DeepRLCourse · shirzady1934 · Feb 25, 2025
diff --git a/docs/course_notes/policy-based.md b/docs/course_notes/policy-based.md
@@ -1 +1,251 @@
-# Policy-Based Methods
+# Introduction
+
+Reinforcement Learning (RL) focuses on training an agent to interact
+with an environment by learning a policy $\pi_{\theta}(a | s)$ that
+maximizes the cumulative reward. Policy gradient methods are a class of
+algorithms that directly optimize the policy by adjusting the parameters
+$\theta$ via gradient ascent.
+
+## Why Policy Gradient Methods?
+
+Unlike value-based methods (e.g., Q-learning), which rely on estimating
+value functions, policy gradient methods:
+
+-   Can naturally handle stochastic policies, which are crucial in
+    environments requiring exploration.

....

DESCRIPTION OF THE TASK: In the course notes on policy gradient methods above, rewrite the paragraph beginning "Reinforcement Learning (RL) focuses on training" in a shorter form that keeps its main facts.

COLLECTED DATA:
....

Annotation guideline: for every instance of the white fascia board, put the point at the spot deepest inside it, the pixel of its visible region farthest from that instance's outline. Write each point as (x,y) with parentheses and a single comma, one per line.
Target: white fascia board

....

RESULT: Reinforcement Learning trains an agent to interact with an environment by learning a policy $\pi_{\theta}(a | s)$ that maximizes cumulative reward. Policy gradient methods optimize that policy directly, adjusting the parameters $\theta$ through gradient ascent.